- PROBLEM REQUIREMENTS
Among the entries below, find all lines that include "listerine" and copy them.

<<<<

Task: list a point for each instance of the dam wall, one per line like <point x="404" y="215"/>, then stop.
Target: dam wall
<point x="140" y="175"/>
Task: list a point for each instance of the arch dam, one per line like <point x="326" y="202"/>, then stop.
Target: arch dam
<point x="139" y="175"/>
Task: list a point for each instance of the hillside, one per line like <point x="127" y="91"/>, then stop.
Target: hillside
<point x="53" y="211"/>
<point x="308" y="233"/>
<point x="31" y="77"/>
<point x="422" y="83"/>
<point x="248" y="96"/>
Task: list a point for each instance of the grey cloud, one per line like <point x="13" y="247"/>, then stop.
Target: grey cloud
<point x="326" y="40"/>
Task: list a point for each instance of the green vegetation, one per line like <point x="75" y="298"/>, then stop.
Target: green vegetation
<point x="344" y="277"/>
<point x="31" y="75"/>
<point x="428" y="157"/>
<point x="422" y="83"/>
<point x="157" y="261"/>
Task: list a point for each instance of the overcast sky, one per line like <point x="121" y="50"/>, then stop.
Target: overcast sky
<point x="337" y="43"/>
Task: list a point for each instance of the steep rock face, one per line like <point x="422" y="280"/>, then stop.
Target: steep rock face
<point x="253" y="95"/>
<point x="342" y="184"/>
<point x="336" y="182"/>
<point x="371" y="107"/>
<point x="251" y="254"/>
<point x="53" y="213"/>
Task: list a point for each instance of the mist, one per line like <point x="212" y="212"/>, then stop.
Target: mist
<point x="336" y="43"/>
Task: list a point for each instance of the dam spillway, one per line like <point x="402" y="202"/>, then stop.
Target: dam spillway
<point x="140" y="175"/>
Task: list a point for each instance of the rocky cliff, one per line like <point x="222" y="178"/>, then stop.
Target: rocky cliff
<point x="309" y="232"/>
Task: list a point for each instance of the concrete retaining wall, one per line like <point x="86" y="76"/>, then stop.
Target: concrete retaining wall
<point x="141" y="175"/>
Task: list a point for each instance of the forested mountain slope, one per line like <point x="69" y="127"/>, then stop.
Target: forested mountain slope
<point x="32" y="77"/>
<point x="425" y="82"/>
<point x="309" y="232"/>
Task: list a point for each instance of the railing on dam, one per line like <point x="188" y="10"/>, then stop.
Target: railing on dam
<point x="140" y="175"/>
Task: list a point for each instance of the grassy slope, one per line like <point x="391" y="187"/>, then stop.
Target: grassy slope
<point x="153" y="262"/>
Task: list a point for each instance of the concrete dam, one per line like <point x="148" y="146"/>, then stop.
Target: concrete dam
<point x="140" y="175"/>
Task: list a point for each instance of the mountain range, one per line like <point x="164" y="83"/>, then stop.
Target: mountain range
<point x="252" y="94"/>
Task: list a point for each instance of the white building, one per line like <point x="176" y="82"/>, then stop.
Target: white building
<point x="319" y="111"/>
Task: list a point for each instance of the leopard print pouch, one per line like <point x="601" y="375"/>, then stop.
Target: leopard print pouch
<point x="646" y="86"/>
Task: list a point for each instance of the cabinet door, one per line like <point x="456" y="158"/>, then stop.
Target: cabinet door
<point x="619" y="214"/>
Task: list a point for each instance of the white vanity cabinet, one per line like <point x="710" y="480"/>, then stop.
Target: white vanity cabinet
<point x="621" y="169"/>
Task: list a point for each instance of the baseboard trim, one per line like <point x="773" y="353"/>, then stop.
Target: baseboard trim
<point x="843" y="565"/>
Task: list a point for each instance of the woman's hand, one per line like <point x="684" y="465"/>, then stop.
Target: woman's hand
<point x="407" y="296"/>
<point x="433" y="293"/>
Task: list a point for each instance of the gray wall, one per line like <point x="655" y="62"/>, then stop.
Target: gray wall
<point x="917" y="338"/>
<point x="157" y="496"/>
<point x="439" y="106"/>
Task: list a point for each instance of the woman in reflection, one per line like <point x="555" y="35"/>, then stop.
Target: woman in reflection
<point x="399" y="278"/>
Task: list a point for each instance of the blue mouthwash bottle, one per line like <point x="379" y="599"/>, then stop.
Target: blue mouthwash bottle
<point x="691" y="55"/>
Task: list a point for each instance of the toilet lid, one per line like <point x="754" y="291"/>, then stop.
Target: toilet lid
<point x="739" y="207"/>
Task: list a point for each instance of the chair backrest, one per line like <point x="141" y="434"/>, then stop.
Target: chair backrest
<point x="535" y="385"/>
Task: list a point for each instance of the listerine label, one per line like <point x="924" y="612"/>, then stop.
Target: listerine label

>>>>

- TASK RESPONSE
Task: list a point for each instance of the listerine label, one per line like <point x="924" y="612"/>, then stop.
Target: listerine label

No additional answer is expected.